• _Required actions_
a - In the review of "The Nice Guys," which actress plays Emilia?
b - Continue the review of "The Nice Guys" from the point at which it ends.

• _Page excerpt_
Quarantine Classics: ‘The Nice Guys’ – ★★★★★

It’s simply irresistible. Within minutes of the film starting, we’re hastingly acquainted with Russell Crowe’s Jackson Healy, a enforcer who feels detached from society and happiness despite it being L.A. in the late 1970s. Through him, we meet our second protagonist, Ryan Gosling’s Holland March, a PI who is an expert at getting paid double for his below-par work.

The plot is simple. March is investigating the death of porn actress Misty Mountains, and a lead he has is a girl called Emilia (played by Margaret Qualley, in what was probably the role that led to her being cast in Quentin Tarantino’s ‘Once Upon A Time In Hollywood’). The problem is that she hired Healy to beat up March, in what is one of the funniest scenes of the whole film. After that Emilia goes missing, after it was discovered she was making an ‘experimental’ film to expose the truth that her mother is helping Detroit car companies to illegally cross the environmental boundaries, whilst the porn mob from Las Vegas attempt to move their industry into L.A. Got all of that?

Some entries
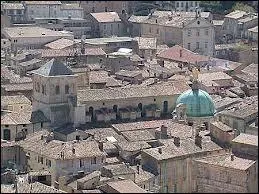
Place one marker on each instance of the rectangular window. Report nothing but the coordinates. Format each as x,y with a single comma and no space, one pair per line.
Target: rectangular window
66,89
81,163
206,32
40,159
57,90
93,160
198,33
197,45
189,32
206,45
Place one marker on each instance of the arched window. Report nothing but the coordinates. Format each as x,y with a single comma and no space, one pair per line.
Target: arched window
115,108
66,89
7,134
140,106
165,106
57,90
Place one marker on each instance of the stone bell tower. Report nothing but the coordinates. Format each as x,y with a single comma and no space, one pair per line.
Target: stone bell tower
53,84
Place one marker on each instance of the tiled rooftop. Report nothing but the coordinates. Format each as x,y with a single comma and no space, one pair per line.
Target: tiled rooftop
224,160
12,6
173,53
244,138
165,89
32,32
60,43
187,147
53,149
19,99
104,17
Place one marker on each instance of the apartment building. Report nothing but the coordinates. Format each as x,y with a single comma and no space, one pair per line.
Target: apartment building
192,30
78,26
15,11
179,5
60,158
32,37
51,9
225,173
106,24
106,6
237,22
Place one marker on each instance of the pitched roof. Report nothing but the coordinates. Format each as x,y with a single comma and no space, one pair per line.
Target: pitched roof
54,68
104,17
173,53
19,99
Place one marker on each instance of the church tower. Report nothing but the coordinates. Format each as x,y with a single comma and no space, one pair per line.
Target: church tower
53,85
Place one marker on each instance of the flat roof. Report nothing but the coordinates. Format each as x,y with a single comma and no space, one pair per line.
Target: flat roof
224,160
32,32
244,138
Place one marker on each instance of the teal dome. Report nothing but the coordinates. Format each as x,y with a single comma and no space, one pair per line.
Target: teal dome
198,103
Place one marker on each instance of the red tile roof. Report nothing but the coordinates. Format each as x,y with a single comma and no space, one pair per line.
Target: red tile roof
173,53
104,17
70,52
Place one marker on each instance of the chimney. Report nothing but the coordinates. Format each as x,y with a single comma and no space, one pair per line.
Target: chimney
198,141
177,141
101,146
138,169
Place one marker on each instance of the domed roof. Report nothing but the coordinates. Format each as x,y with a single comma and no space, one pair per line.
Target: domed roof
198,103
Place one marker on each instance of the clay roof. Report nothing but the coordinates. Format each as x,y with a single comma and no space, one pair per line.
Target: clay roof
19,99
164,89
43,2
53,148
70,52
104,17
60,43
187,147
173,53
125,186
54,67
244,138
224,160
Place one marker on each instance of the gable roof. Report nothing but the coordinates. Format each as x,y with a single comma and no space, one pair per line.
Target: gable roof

...

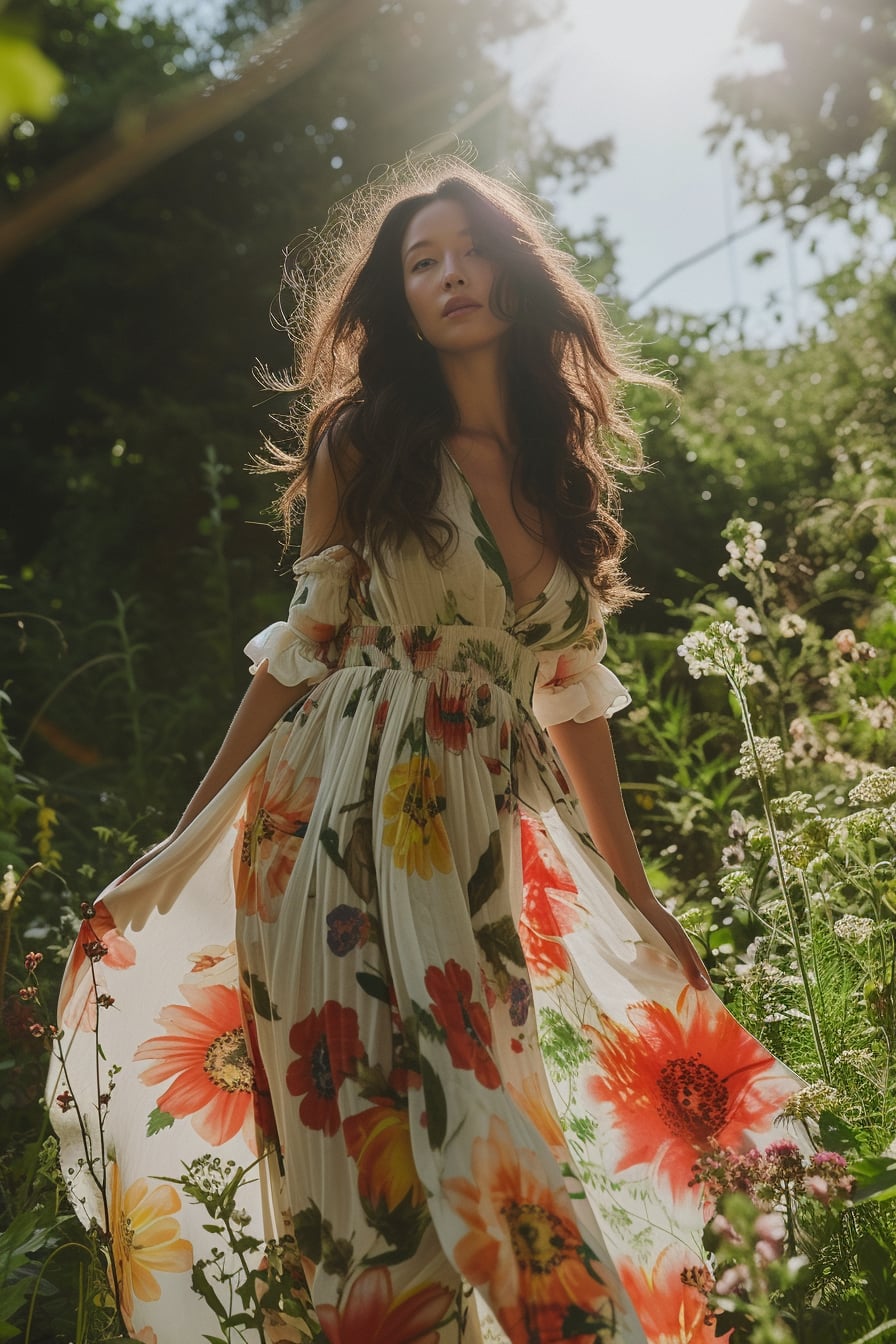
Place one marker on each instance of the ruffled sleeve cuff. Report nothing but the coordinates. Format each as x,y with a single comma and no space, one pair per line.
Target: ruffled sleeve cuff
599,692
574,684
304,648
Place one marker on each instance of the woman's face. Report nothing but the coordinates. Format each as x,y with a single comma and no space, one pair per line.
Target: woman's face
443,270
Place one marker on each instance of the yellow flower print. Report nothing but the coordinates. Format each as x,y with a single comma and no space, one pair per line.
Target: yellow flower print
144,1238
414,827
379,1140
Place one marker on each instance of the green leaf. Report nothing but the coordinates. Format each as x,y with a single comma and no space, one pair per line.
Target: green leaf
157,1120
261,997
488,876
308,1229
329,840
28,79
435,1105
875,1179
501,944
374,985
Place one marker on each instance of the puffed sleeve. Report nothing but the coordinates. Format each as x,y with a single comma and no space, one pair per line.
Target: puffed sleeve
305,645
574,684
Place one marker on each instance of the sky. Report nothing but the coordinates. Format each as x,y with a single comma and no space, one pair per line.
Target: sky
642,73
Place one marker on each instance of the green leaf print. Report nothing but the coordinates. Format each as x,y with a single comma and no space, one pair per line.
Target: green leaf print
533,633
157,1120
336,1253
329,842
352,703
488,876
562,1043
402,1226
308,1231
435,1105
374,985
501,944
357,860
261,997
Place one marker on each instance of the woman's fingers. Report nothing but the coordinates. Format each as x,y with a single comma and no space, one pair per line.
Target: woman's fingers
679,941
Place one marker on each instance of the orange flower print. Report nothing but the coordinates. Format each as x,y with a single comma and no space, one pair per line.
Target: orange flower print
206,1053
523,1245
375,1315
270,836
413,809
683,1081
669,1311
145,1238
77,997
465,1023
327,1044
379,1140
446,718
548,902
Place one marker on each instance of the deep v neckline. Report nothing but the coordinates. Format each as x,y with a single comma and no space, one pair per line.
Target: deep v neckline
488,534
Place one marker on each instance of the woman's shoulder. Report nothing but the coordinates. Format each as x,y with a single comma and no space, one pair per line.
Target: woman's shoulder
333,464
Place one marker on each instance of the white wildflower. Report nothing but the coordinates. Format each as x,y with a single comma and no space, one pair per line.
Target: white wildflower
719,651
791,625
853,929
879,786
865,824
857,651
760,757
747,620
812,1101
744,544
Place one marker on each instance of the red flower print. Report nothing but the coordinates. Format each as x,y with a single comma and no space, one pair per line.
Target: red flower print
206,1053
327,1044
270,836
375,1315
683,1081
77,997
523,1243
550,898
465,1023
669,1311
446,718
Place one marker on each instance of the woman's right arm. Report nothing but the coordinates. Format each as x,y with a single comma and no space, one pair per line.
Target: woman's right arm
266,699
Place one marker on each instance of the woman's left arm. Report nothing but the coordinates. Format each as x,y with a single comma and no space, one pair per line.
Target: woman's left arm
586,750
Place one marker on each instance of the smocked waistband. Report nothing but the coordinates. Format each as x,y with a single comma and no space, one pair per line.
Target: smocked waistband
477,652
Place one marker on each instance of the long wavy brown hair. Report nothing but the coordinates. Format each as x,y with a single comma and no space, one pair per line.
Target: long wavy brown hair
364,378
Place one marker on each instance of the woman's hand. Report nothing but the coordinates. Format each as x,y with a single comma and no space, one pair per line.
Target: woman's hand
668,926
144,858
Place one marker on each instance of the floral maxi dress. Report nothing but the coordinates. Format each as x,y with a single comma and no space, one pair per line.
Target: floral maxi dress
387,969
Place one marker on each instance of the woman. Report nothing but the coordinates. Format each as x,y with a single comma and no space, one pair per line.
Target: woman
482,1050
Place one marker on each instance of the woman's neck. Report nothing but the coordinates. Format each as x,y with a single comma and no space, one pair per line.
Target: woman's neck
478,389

• _The results_
a - Margaret Qualley

b -
To be absolutely honest, the plot is the least important thing about this movie. Its visuals are so vivid that they transport back you to the late seventies in a way that, again, Tarantino might have modelled of.

As the writer of the first two Lethal Weapon films and architect of the modern buddy cop genre, Black is an old hand at balancing brute force with quick wit – and his flair for gourmet trash is evident in every impossibly snappy exchange of repartee and fireball-belching shoot-out.

There’s something quite PT Anderson about this film, reminiscent of ‘Boogie Nights’, however its fair to say that this buddy-comedy is something that we haven’t truly seen since, well, Shane Black’s ‘Kiss Kiss Bang Bang’ back in 2005.

Crowe and Gosling are playing roles out of their usual typecast. Crowe, now in his mid-fifties, has fully embraced his middle-age possibilities of acting. Healy is very much all about the job, not wanting to delve into his past, despite reservations about his future.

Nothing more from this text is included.